(Beginning of Records provided)

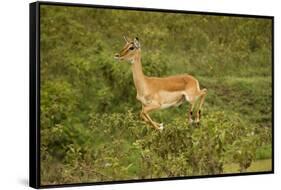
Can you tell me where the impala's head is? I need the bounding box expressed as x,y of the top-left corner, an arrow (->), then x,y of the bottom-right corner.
114,36 -> 141,63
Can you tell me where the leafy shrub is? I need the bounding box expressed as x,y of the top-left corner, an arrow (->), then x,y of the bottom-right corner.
41,111 -> 271,184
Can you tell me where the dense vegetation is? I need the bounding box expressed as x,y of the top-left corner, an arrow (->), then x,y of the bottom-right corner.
40,5 -> 272,185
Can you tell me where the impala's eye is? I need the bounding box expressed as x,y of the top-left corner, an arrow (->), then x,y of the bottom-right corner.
129,47 -> 135,50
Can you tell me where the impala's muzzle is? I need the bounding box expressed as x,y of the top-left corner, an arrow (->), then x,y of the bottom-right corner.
114,53 -> 125,61
114,53 -> 120,60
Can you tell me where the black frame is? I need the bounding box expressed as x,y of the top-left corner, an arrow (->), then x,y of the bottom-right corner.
29,1 -> 274,189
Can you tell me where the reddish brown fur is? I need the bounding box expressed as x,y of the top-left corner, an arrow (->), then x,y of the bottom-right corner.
145,75 -> 198,93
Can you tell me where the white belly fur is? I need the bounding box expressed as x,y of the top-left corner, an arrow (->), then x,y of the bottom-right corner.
159,90 -> 187,109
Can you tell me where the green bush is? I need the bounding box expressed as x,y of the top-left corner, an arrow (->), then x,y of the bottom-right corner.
41,111 -> 271,184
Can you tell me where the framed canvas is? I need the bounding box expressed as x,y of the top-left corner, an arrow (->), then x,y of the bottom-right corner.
29,1 -> 274,188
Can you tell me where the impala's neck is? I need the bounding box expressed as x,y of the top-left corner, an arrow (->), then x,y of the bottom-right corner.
131,50 -> 146,95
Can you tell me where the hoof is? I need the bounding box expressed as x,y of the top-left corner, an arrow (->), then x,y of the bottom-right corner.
159,123 -> 164,131
194,119 -> 200,124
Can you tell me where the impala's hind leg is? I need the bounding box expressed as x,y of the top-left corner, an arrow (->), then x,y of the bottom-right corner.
184,93 -> 195,124
188,103 -> 195,124
195,88 -> 207,123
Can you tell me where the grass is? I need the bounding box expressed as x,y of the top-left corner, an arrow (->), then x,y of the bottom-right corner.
224,159 -> 272,173
256,144 -> 272,160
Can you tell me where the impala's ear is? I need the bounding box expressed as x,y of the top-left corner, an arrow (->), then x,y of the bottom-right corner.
134,37 -> 140,48
123,36 -> 129,43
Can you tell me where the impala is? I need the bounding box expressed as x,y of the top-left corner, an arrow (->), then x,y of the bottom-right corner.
114,36 -> 207,130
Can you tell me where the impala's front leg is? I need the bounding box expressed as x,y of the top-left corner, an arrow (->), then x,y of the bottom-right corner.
140,105 -> 149,122
142,103 -> 163,130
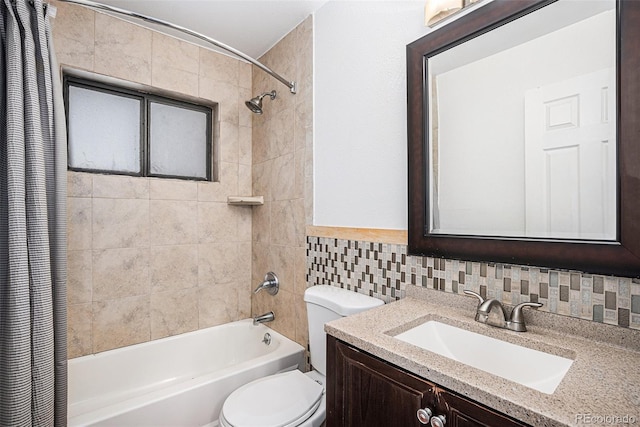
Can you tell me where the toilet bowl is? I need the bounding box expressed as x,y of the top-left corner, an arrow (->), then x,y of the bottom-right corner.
218,285 -> 384,427
219,370 -> 326,427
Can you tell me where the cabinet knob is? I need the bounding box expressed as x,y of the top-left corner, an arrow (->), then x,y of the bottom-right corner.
416,407 -> 433,424
430,414 -> 446,427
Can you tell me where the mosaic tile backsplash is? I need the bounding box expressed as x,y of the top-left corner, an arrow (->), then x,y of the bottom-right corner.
306,236 -> 640,330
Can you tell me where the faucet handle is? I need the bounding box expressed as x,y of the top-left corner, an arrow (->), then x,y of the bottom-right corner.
254,272 -> 279,295
510,302 -> 543,322
463,290 -> 484,306
508,302 -> 543,331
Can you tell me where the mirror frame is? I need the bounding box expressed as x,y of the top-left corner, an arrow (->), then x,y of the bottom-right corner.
407,0 -> 640,277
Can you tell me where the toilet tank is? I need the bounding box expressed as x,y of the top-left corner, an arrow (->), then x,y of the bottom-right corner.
303,285 -> 384,376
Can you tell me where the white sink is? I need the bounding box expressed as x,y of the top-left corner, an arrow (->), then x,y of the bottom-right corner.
394,321 -> 573,394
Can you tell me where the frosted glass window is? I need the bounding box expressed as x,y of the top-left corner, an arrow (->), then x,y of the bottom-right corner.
149,102 -> 208,179
67,85 -> 141,173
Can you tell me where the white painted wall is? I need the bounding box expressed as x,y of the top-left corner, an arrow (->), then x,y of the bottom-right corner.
313,1 -> 428,229
313,0 -> 614,232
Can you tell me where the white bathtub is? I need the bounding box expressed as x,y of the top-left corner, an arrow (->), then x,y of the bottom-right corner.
68,319 -> 305,427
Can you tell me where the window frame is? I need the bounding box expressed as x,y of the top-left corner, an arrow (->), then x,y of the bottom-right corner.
63,74 -> 214,182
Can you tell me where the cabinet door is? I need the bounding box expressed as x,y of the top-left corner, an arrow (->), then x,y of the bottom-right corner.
327,335 -> 437,427
439,389 -> 528,427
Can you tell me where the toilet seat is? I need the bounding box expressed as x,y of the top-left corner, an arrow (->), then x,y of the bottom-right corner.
219,370 -> 324,427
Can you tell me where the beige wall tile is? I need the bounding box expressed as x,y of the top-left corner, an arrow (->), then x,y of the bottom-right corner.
239,125 -> 252,166
149,200 -> 197,245
68,197 -> 92,251
68,303 -> 92,358
150,245 -> 198,293
293,246 -> 308,297
51,1 -> 94,70
272,153 -> 296,201
252,160 -> 272,201
92,248 -> 150,301
237,206 -> 252,243
198,202 -> 238,243
294,148 -> 305,200
238,62 -> 252,90
252,243 -> 271,288
270,107 -> 296,157
92,296 -> 150,353
252,121 -> 272,164
149,178 -> 198,201
250,18 -> 313,343
57,1 -> 315,356
268,245 -> 295,293
150,288 -> 199,339
198,242 -> 240,286
94,13 -> 152,85
92,198 -> 149,249
238,164 -> 252,197
294,297 -> 309,349
199,80 -> 239,125
239,87 -> 254,128
199,48 -> 239,86
198,162 -> 238,202
67,171 -> 92,197
93,174 -> 149,199
271,290 -> 296,339
151,33 -> 199,97
271,200 -> 297,246
198,283 -> 240,327
68,250 -> 92,304
219,121 -> 239,164
252,202 -> 271,243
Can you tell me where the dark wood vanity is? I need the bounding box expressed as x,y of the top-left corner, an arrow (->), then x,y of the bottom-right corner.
326,335 -> 529,427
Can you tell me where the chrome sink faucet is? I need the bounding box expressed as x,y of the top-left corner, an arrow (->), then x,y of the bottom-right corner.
463,290 -> 542,332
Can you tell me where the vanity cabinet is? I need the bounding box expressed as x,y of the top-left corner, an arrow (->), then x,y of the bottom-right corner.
326,336 -> 529,427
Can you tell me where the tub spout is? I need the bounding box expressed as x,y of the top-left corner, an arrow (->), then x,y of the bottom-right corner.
253,311 -> 275,326
254,272 -> 279,295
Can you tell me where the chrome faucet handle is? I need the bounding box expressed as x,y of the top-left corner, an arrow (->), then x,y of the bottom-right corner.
508,302 -> 543,332
463,290 -> 484,306
509,302 -> 543,323
253,272 -> 279,295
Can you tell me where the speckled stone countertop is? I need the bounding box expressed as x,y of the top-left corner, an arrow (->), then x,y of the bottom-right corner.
324,285 -> 640,427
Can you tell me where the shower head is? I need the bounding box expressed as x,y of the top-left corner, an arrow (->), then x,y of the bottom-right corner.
245,90 -> 276,114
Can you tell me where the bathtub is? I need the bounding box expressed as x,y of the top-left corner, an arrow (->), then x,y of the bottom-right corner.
68,319 -> 305,427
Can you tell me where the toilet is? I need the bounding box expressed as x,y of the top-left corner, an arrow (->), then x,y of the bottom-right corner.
218,285 -> 384,427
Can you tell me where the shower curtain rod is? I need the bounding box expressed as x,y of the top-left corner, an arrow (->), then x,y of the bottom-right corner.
56,0 -> 297,94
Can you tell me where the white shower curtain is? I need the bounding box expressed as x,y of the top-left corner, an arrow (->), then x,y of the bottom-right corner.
0,0 -> 68,425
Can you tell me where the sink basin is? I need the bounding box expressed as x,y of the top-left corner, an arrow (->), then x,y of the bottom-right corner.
394,321 -> 573,394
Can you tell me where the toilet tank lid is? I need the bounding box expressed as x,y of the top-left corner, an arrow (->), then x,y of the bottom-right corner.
304,285 -> 384,316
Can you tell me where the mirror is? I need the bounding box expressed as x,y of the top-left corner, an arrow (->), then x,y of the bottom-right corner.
407,0 -> 640,277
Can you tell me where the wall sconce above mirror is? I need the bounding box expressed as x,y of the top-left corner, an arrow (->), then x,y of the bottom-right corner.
425,0 -> 483,27
407,0 -> 640,277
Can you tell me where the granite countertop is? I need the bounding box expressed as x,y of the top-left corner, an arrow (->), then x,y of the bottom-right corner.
324,285 -> 640,427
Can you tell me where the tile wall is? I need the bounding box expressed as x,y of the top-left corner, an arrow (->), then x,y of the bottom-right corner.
250,17 -> 314,350
53,1 -> 255,357
307,236 -> 640,330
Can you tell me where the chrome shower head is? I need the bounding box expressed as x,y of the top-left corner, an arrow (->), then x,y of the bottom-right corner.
245,90 -> 276,114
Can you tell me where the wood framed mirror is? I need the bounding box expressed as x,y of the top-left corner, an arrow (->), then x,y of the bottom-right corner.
407,0 -> 640,277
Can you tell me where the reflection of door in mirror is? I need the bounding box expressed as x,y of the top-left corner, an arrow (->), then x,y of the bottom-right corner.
524,68 -> 616,240
428,1 -> 616,239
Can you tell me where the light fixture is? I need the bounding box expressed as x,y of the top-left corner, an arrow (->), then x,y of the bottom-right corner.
425,0 -> 480,27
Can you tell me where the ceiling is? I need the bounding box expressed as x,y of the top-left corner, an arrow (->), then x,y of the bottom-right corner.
97,0 -> 328,59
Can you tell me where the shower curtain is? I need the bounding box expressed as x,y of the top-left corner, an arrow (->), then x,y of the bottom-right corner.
1,0 -> 68,425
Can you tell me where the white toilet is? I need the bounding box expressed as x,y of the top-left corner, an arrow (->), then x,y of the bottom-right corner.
218,285 -> 384,427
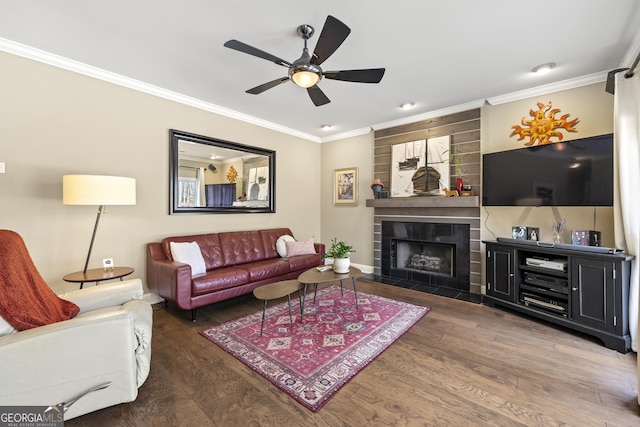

(End of Records provided)

◆ **Brief**
Every line from the one containing "Can you tell me where the ceiling" through the final line of the records above is to be written out exactly; nothing else, and no pictures.

◆ **Response for this exercise**
Can you tell me where the ceiling is? I need the bounding box expressed as x,y of the top-left corner, an arrow (->), then x,y of the bottom-right corner.
97,0 -> 328,59
Can you tell me where the shower curtain is? I need the bounding box expressed as x,y of the top-left corner, an arrow (->), then x,y of the bottom-right corner.
1,0 -> 68,425
Can you tell me where the white toilet is? I need the bounding box expressed as x,y of the top-left corner, an arrow (->), then x,y of the bottom-right corner.
218,285 -> 384,427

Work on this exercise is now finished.